:: The records ::
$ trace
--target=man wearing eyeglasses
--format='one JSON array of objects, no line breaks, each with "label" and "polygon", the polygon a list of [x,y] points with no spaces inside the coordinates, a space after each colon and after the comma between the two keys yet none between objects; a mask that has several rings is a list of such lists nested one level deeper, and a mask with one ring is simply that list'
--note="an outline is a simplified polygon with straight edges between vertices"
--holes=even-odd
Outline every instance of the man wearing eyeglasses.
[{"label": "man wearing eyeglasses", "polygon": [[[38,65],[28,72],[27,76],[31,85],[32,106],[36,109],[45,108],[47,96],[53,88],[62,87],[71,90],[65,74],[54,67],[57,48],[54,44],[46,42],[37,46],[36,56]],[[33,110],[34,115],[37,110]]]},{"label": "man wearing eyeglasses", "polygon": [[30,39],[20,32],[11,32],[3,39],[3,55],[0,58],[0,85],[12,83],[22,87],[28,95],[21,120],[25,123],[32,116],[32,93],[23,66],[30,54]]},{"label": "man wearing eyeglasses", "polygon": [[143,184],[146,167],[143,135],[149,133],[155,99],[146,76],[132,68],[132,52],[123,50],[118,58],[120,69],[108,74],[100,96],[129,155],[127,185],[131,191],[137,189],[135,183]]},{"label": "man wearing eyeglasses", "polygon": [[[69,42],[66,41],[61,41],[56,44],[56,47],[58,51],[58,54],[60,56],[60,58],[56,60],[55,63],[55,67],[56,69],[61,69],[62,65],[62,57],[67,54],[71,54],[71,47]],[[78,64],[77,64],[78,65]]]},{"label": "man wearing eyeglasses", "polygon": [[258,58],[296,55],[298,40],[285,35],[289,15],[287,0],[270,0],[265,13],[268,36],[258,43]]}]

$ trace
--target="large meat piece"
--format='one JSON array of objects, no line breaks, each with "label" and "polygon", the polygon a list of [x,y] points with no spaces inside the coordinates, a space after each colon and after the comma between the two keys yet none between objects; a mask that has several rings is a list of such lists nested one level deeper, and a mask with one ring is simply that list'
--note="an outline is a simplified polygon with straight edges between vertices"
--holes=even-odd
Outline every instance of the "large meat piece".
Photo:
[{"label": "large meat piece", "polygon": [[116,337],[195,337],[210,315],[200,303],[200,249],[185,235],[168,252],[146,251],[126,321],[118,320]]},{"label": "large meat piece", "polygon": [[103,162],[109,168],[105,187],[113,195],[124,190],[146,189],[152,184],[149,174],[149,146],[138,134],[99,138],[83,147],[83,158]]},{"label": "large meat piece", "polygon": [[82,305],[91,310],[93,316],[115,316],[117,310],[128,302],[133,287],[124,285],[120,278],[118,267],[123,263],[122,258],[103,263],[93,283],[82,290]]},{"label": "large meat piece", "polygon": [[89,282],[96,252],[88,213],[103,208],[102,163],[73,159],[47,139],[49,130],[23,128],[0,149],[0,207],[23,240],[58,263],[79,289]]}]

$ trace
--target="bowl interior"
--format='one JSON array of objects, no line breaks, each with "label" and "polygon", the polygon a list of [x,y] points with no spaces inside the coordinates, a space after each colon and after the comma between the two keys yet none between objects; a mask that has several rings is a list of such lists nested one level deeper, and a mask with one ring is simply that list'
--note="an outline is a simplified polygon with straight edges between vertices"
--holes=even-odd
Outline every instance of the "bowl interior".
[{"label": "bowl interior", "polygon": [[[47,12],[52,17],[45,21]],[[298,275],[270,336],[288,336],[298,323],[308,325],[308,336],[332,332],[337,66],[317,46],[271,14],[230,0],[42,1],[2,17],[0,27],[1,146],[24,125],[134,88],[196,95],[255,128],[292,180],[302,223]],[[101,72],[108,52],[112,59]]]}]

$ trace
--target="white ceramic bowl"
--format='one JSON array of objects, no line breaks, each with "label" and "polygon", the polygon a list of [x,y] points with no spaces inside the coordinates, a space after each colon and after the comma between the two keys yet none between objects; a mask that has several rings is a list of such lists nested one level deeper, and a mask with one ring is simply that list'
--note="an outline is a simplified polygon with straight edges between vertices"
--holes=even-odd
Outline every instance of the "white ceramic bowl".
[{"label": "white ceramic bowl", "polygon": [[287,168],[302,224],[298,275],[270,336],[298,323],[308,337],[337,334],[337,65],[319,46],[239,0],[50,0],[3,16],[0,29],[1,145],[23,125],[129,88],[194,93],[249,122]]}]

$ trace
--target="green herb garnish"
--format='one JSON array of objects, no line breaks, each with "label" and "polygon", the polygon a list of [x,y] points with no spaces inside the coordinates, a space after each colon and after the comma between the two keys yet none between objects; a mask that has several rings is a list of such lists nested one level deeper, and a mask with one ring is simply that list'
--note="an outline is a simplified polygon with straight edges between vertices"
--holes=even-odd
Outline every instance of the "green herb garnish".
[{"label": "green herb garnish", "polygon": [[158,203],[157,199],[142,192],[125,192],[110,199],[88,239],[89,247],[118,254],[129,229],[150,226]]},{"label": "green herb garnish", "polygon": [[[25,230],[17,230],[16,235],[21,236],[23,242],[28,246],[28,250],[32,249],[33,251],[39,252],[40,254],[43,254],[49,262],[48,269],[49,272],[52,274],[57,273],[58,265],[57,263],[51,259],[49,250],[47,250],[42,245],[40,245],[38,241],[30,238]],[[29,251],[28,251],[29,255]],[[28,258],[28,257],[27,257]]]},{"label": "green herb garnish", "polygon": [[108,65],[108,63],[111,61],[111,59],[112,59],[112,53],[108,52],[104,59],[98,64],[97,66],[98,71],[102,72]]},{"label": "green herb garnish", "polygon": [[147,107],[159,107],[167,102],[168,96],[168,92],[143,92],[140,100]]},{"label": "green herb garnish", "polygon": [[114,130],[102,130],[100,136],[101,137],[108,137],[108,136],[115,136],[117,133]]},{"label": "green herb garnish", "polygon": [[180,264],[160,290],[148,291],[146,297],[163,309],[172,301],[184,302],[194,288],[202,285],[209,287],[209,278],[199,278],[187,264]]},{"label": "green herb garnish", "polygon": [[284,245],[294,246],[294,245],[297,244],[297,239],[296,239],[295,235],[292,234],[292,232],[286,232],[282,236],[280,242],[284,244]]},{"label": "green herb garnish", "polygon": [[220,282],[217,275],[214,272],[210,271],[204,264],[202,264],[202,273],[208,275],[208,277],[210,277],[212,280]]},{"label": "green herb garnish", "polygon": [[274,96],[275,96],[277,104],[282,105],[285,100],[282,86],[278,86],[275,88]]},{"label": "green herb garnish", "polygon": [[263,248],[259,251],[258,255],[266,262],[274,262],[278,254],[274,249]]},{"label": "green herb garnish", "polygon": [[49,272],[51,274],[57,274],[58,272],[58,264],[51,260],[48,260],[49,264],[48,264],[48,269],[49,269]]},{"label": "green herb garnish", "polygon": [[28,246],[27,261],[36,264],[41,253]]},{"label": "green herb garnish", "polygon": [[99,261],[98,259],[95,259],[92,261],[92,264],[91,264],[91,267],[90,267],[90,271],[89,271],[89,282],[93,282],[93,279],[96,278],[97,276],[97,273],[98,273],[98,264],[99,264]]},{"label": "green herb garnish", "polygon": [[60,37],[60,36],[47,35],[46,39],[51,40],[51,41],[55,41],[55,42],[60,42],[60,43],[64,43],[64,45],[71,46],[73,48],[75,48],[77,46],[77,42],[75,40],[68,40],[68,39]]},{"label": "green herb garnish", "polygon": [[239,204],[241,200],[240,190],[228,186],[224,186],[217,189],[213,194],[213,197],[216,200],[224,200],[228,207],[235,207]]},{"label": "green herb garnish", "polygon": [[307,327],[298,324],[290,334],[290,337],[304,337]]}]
:::
**Task directions:**
Copy out the data word for word, starting at its first line and ending with the line that contains "Outline every instance of the man".

**Solution to this task:**
$ trace
--target=man wearing eyeglasses
--format='one JSON array of objects, no line breaks, each with "label" and "polygon", the polygon a list of [x,y] points with no spaces inside the coordinates, a space after each colon and after the comma between the two keys yet none between objects; a mask that has several rings is a list of such lists nested one level deeper, and a mask with one ring is simply that list'
--note="an outline is a simplified polygon with straight edges between vertices"
--holes=even-odd
Outline every instance of the man wearing eyeglasses.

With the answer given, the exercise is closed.